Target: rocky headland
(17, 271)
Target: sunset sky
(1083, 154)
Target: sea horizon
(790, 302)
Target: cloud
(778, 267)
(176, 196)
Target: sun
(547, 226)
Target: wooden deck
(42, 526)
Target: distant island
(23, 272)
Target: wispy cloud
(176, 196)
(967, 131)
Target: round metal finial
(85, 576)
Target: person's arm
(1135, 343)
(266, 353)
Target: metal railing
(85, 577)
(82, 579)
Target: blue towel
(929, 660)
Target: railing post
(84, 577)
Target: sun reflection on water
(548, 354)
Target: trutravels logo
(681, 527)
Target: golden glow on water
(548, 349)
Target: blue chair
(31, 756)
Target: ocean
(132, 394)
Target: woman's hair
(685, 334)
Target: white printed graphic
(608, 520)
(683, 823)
........
WHAT TO WORK ON: The answer is to be the lines from the one holding "Target: sun reflection on water" through the end of the data above, transcribed character for character, both ends included.

RESULT OF THIS EXERCISE:
Target: sun reflection on water
(548, 354)
Target: trutravels logo
(681, 527)
Target: golden glow on water
(548, 349)
Target: blue chair
(31, 756)
Target: ocean
(132, 394)
Target: woman's hair
(685, 334)
Target: white printed graphic
(608, 520)
(683, 823)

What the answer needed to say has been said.